» **Information**
++++++

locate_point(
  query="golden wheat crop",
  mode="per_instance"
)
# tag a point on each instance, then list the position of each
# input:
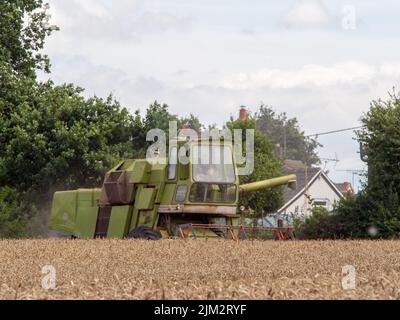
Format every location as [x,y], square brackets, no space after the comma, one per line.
[198,269]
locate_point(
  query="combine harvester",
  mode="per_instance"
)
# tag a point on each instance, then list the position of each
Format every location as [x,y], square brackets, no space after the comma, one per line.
[147,199]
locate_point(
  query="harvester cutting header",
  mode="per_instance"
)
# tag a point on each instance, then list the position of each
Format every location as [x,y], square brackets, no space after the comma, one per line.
[148,198]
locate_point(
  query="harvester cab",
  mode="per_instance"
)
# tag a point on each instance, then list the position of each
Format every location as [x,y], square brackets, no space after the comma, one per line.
[150,198]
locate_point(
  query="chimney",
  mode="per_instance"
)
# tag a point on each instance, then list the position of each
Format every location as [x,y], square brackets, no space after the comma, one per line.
[243,113]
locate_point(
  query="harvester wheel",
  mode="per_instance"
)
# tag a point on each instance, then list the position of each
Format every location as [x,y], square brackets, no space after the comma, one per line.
[144,233]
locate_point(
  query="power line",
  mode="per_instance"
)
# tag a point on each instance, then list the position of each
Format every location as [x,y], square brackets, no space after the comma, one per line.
[333,131]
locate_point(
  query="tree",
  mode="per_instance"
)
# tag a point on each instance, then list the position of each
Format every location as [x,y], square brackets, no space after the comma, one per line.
[286,134]
[15,212]
[375,211]
[193,121]
[266,166]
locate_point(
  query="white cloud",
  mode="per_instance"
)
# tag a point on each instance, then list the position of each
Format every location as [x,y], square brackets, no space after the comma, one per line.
[350,73]
[308,13]
[94,8]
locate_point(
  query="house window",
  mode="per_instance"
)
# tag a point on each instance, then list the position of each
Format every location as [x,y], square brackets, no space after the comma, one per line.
[321,203]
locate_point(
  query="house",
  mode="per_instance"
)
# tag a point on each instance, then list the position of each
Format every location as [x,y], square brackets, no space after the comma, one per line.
[345,188]
[313,185]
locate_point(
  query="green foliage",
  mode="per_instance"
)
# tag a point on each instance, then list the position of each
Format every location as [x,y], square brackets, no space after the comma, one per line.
[24,25]
[57,138]
[375,211]
[285,132]
[266,166]
[15,212]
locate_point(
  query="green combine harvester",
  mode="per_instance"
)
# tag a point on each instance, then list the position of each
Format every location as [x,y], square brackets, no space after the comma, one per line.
[147,199]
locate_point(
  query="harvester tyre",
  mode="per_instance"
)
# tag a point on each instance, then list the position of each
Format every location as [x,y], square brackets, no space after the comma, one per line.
[144,233]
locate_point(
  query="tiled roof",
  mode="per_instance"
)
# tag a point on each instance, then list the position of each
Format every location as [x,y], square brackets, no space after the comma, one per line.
[302,179]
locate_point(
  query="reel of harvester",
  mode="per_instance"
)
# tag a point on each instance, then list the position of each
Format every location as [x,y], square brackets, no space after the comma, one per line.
[185,231]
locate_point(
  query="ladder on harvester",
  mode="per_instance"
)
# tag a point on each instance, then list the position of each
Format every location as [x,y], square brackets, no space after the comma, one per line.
[184,231]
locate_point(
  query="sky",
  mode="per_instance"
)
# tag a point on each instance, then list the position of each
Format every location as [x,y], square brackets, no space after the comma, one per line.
[322,62]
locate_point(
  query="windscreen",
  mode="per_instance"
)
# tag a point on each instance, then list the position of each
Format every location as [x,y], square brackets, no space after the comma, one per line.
[213,163]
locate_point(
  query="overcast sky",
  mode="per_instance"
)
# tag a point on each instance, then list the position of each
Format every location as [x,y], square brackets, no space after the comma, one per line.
[320,61]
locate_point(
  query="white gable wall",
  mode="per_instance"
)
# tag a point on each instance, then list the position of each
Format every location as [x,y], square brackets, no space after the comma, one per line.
[319,190]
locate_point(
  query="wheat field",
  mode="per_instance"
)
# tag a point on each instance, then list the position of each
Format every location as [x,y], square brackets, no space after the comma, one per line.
[198,269]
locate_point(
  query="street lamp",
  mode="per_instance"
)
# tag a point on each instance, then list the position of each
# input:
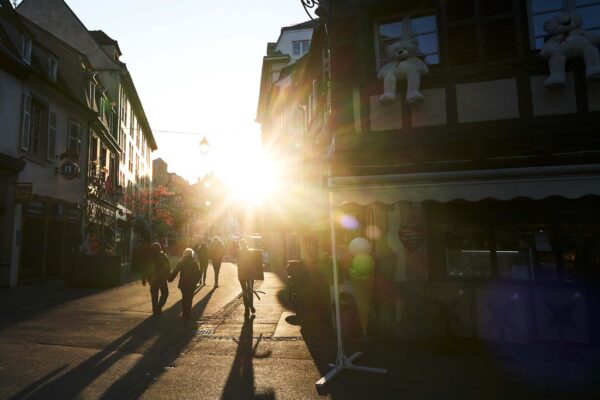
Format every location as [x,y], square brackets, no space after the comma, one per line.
[204,146]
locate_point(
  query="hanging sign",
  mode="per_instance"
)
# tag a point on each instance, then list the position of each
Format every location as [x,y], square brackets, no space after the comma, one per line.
[69,170]
[23,193]
[411,237]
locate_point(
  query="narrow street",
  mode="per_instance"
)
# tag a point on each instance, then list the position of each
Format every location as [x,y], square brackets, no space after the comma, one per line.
[75,343]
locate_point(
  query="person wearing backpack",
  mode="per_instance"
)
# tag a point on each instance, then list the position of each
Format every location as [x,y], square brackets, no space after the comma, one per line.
[217,252]
[156,276]
[190,275]
[202,256]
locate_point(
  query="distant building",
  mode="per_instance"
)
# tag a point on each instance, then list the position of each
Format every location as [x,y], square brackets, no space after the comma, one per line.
[122,143]
[44,115]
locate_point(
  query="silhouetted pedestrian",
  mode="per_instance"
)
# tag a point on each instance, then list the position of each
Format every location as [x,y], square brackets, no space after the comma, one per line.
[246,270]
[157,275]
[141,257]
[202,256]
[190,275]
[216,252]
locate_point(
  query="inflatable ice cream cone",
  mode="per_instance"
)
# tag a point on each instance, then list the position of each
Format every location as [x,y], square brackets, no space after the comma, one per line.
[362,276]
[362,288]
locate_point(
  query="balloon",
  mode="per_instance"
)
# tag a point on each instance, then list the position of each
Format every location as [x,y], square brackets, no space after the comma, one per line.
[359,245]
[362,265]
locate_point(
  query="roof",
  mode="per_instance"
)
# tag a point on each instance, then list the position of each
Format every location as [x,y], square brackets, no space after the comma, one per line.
[102,38]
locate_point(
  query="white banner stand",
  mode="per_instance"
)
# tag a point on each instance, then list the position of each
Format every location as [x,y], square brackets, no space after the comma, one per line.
[342,361]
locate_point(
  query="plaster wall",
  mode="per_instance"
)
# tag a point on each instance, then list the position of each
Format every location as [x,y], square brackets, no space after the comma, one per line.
[10,113]
[288,37]
[46,182]
[56,17]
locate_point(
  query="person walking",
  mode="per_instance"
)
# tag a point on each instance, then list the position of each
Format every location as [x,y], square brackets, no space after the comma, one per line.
[157,275]
[141,257]
[216,252]
[246,269]
[190,275]
[202,256]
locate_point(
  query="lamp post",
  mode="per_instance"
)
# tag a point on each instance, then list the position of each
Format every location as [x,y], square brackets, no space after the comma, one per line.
[204,148]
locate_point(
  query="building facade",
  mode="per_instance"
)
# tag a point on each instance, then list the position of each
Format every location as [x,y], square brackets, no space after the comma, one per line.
[480,201]
[121,141]
[47,135]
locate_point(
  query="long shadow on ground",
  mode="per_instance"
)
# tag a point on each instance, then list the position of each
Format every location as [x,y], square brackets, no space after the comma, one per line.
[240,383]
[159,340]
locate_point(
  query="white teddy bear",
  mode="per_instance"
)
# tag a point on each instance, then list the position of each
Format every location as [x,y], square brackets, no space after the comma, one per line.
[569,41]
[403,65]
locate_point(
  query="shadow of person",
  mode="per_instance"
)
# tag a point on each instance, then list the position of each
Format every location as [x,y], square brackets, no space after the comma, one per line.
[240,383]
[157,340]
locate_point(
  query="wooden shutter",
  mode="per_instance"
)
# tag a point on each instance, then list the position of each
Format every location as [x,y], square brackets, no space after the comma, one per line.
[481,31]
[345,63]
[462,32]
[26,122]
[51,148]
[499,30]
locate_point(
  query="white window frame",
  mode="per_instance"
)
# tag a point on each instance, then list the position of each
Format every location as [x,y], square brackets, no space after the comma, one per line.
[568,6]
[26,48]
[405,19]
[26,122]
[51,145]
[77,139]
[304,46]
[52,67]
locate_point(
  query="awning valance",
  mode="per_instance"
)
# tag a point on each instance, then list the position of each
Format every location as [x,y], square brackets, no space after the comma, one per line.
[572,181]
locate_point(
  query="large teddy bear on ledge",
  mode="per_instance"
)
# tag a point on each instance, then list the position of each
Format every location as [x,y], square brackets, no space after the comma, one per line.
[568,40]
[403,65]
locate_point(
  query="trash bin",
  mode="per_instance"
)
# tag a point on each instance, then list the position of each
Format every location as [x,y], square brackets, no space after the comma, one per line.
[296,272]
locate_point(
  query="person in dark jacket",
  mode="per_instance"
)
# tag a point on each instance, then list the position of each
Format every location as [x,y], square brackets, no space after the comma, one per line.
[216,252]
[202,256]
[141,257]
[246,277]
[190,275]
[156,275]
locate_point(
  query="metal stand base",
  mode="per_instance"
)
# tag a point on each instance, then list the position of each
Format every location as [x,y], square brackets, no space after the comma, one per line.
[346,363]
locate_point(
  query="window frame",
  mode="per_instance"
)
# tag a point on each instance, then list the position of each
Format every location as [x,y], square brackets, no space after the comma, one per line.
[79,139]
[52,67]
[26,48]
[301,43]
[405,19]
[568,6]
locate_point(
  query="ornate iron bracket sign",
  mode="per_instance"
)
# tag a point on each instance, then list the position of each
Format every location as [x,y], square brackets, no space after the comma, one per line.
[318,5]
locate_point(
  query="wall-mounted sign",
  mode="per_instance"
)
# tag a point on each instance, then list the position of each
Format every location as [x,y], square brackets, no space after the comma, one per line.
[69,170]
[23,193]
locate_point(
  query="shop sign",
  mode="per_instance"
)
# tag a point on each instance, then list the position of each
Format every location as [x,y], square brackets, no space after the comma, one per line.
[59,210]
[411,237]
[73,214]
[36,208]
[23,193]
[69,170]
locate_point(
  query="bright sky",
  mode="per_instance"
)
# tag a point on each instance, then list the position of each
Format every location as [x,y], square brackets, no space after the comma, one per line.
[196,65]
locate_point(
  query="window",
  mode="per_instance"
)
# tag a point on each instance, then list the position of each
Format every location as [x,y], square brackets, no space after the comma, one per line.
[74,140]
[26,48]
[300,47]
[422,28]
[52,67]
[51,138]
[542,10]
[34,129]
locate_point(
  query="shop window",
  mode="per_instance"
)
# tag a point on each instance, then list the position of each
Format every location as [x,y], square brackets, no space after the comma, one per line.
[300,47]
[542,10]
[468,252]
[513,253]
[422,28]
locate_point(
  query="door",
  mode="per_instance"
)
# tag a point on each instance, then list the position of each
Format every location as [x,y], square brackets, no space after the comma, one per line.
[55,251]
[32,250]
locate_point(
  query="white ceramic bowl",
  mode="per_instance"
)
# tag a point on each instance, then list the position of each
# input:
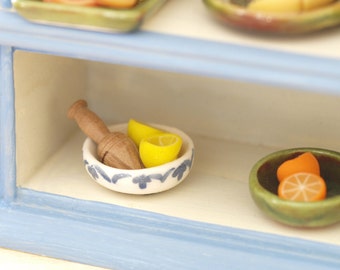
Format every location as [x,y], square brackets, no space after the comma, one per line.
[142,181]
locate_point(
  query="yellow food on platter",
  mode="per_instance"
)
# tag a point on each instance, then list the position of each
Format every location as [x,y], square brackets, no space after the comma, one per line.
[275,5]
[286,6]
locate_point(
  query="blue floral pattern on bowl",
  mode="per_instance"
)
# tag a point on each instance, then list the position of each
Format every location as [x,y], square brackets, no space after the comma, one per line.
[142,180]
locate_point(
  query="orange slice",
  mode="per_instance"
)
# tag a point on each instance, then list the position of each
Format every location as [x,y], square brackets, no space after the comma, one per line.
[305,162]
[303,187]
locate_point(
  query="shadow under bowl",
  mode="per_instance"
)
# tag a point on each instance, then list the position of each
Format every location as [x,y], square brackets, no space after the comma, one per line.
[143,181]
[263,185]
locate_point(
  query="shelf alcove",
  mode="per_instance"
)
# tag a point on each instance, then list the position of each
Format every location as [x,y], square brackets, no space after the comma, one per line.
[233,125]
[239,95]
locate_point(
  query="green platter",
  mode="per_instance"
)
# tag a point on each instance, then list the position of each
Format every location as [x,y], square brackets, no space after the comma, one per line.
[97,18]
[234,13]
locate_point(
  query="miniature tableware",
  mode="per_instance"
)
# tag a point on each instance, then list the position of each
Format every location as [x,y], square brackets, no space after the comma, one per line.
[96,18]
[141,181]
[263,186]
[234,13]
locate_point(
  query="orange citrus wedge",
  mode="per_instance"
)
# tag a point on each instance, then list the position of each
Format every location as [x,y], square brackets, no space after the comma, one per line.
[159,149]
[303,187]
[305,162]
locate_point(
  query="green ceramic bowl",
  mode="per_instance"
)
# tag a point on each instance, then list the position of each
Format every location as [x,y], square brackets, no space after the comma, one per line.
[263,186]
[233,12]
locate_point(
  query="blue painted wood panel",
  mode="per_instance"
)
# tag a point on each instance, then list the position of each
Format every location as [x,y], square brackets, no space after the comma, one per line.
[121,238]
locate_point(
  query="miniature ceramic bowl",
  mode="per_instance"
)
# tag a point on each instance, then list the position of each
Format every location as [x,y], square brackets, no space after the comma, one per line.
[142,181]
[263,186]
[235,13]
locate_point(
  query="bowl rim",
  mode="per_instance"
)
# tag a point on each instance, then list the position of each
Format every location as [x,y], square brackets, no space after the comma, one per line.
[256,189]
[123,127]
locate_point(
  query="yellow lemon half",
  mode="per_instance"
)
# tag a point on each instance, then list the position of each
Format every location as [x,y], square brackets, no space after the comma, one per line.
[159,149]
[138,131]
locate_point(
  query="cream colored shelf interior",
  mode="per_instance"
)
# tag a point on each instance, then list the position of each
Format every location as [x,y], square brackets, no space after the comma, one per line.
[190,18]
[233,124]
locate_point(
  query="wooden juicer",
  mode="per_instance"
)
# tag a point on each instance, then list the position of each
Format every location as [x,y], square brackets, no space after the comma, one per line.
[114,149]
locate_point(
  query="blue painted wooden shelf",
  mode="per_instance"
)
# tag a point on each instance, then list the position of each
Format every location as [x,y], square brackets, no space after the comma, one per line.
[118,237]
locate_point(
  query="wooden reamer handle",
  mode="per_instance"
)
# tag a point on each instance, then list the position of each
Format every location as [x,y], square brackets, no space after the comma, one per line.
[88,121]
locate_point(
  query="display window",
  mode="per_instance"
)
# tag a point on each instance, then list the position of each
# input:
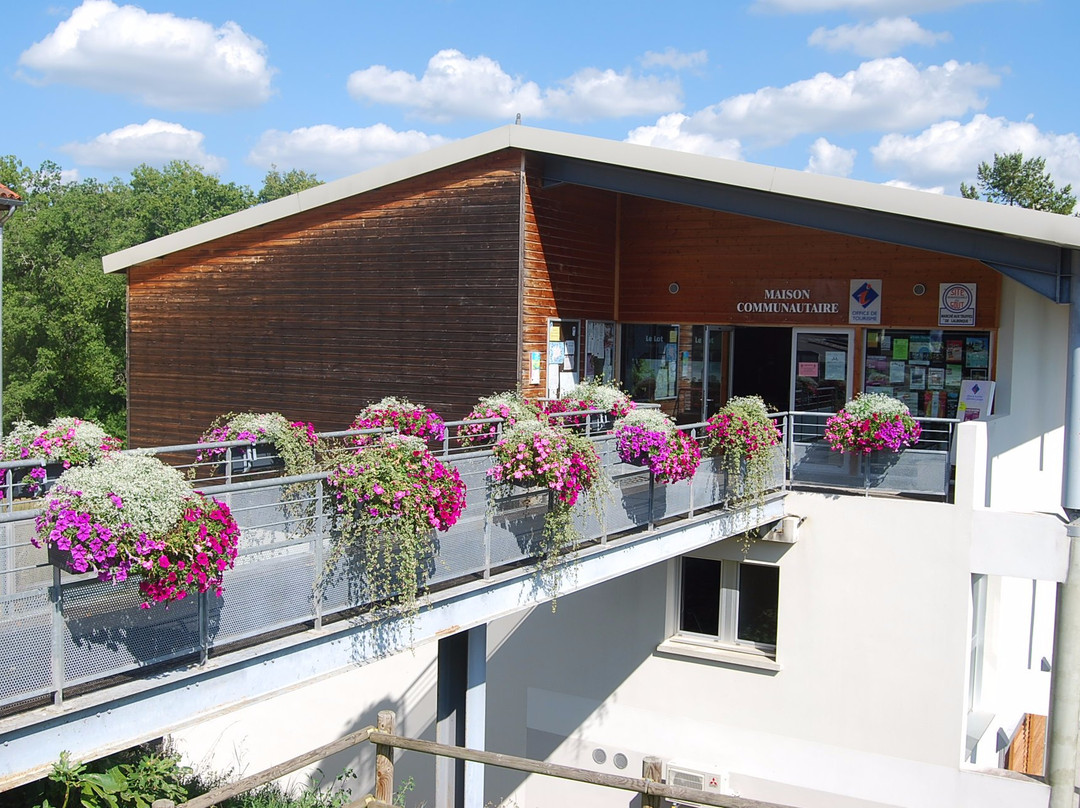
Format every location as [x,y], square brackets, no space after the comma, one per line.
[650,362]
[926,368]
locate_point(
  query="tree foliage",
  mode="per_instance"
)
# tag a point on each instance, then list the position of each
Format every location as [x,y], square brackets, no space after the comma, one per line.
[277,185]
[1013,180]
[64,319]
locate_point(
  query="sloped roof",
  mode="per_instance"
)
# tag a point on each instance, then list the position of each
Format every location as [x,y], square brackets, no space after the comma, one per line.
[1008,238]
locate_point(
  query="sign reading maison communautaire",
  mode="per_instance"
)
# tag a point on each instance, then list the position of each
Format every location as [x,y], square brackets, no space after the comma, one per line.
[809,301]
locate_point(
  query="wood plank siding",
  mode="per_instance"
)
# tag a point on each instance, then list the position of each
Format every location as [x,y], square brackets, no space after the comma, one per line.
[719,259]
[569,260]
[409,290]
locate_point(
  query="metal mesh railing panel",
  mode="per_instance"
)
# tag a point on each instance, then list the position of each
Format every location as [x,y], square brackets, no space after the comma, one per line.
[107,633]
[264,596]
[26,650]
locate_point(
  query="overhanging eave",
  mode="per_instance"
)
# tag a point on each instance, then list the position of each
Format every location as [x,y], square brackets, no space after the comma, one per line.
[1037,265]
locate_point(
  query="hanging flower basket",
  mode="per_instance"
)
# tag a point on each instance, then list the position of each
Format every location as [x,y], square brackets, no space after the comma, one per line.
[64,443]
[131,515]
[390,496]
[649,438]
[402,416]
[538,455]
[511,407]
[588,395]
[743,434]
[872,422]
[277,443]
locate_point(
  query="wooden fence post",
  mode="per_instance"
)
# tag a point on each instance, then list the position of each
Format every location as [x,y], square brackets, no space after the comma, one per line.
[651,769]
[385,759]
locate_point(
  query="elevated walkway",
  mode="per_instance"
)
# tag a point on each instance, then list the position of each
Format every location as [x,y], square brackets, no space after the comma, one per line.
[88,671]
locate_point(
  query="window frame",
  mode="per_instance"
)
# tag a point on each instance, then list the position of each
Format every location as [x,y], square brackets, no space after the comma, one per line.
[726,646]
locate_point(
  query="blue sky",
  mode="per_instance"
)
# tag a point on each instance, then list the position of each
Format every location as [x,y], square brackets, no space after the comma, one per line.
[912,92]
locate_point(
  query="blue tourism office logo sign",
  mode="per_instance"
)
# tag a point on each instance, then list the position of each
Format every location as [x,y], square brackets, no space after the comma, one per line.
[956,304]
[864,305]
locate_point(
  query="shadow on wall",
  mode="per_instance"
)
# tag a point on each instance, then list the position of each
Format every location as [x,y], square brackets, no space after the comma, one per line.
[529,654]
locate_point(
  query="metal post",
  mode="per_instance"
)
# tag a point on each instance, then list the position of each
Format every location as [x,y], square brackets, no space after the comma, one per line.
[651,770]
[203,627]
[385,759]
[318,539]
[449,717]
[1064,719]
[475,713]
[1070,482]
[1065,683]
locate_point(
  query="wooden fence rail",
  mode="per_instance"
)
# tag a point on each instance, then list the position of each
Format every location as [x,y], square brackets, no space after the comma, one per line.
[386,741]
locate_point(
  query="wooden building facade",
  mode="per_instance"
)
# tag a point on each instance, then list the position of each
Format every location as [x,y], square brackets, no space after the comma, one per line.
[534,263]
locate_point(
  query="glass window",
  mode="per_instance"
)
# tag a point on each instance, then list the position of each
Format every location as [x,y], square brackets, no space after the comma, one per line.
[649,367]
[925,368]
[729,602]
[821,371]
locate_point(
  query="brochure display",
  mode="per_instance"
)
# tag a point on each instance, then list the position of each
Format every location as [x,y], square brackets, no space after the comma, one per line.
[928,369]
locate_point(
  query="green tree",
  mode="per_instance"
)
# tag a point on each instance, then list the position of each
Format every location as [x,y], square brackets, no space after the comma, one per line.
[277,185]
[64,319]
[181,196]
[1013,180]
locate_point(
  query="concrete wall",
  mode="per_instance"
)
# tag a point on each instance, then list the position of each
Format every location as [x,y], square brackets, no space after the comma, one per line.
[1026,434]
[868,708]
[268,731]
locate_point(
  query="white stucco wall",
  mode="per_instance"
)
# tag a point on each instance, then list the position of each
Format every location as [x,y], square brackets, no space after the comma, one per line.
[268,731]
[1026,434]
[869,705]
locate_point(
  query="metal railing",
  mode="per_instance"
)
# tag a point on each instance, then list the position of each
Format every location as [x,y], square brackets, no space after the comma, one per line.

++++++

» **To do**
List the lines of the material in which the word "roof" occurs.

» **Written solution**
  query="tiled roof",
  query="roof",
  query="sloped roof",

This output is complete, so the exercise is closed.